(ASSIGNMENT): Verbatim copy without images: return all of the data as it stands.

::: LISTED ENTRIES

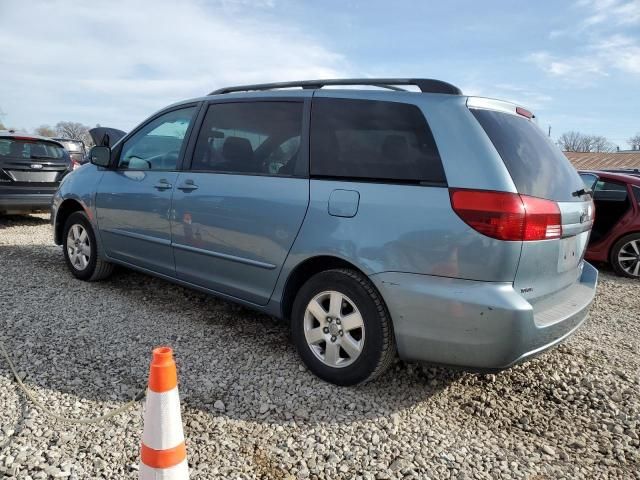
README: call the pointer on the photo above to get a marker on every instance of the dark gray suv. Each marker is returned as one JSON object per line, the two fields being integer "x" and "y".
{"x": 31, "y": 168}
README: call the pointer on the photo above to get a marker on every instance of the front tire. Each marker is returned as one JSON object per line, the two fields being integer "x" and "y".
{"x": 625, "y": 256}
{"x": 81, "y": 249}
{"x": 341, "y": 328}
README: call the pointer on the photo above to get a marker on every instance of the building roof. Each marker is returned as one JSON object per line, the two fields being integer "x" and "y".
{"x": 600, "y": 160}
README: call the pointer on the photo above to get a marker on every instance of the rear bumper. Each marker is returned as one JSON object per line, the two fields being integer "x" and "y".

::::::

(ANSWER FOR THE TASK):
README: call the pointer on the photo above to get a marker on every instance of the dark gray suv. Each marker is returned as one JSON object per line, the two fields being integer "x" and "y".
{"x": 31, "y": 168}
README: call the pointer on the photo above to get a marker on every instance of the front tire. Each marker is returned as one JSON object per line, the two fields being integer "x" and "y".
{"x": 625, "y": 256}
{"x": 81, "y": 249}
{"x": 341, "y": 328}
README: call the pointer on the photo above to get a marker on every instance of the building roof. Each marker is returned as one JSON object per line, the two fields being integer "x" and "y".
{"x": 600, "y": 160}
README: call the pointer on the photo above to get a marker on every instance of the rear bumper. Each marker is returned as one JSON object per line, the two fields being integer "x" and "y".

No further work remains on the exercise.